#### Records met positieannotaties:
= = =

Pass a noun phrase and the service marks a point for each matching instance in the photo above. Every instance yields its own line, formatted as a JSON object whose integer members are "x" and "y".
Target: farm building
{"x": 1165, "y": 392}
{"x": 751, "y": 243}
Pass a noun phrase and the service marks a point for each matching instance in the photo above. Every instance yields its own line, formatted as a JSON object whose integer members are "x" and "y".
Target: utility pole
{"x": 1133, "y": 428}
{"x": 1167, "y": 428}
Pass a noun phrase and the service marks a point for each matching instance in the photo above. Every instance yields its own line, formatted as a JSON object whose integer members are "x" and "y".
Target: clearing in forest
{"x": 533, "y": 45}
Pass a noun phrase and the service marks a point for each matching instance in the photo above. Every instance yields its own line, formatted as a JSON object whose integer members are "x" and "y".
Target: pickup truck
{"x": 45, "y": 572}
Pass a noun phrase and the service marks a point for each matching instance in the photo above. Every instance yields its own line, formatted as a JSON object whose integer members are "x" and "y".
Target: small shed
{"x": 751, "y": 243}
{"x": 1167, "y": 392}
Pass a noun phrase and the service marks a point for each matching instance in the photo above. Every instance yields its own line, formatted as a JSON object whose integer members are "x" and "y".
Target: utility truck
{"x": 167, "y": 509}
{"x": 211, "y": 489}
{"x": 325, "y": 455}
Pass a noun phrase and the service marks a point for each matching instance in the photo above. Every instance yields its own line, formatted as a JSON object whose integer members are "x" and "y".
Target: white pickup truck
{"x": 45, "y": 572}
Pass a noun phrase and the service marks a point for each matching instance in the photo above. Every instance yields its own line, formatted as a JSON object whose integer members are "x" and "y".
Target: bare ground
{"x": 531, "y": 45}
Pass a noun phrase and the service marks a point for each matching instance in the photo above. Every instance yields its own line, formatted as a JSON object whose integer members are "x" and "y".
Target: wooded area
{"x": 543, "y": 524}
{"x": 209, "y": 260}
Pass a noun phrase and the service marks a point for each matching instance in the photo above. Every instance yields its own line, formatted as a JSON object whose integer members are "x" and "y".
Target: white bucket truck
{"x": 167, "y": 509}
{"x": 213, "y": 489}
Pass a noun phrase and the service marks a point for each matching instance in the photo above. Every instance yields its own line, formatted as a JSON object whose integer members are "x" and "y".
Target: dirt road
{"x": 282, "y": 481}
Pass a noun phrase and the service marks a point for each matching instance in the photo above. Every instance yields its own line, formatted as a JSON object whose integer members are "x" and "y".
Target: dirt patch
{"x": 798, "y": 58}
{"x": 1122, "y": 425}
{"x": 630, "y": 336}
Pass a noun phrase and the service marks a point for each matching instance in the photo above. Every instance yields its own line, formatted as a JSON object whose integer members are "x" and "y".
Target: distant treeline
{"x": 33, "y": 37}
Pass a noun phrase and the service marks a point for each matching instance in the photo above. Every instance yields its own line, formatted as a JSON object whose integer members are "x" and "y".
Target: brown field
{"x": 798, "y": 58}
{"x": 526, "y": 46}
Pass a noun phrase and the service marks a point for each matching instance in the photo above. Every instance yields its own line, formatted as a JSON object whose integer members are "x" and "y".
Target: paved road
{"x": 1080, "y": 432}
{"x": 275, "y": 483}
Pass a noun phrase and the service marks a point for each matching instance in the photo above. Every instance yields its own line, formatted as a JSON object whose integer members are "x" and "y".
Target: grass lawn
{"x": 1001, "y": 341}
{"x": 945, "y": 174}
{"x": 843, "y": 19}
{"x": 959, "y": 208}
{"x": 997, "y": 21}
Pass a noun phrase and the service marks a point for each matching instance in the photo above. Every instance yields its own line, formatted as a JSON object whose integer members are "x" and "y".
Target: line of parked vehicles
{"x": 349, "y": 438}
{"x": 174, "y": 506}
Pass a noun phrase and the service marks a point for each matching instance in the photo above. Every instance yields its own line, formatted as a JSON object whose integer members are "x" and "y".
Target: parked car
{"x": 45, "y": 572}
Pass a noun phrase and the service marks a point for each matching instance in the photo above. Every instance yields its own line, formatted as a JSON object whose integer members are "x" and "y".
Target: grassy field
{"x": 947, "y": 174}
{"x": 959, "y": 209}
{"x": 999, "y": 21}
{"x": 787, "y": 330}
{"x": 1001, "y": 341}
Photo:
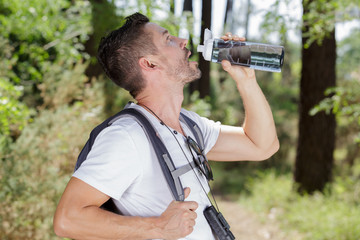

= = =

#### Opdracht:
Geef het aantal regels in de records waarin het woord "truck" voorkomt. Noem alleen dat getal.

#### Uitgewerkte opdracht:
4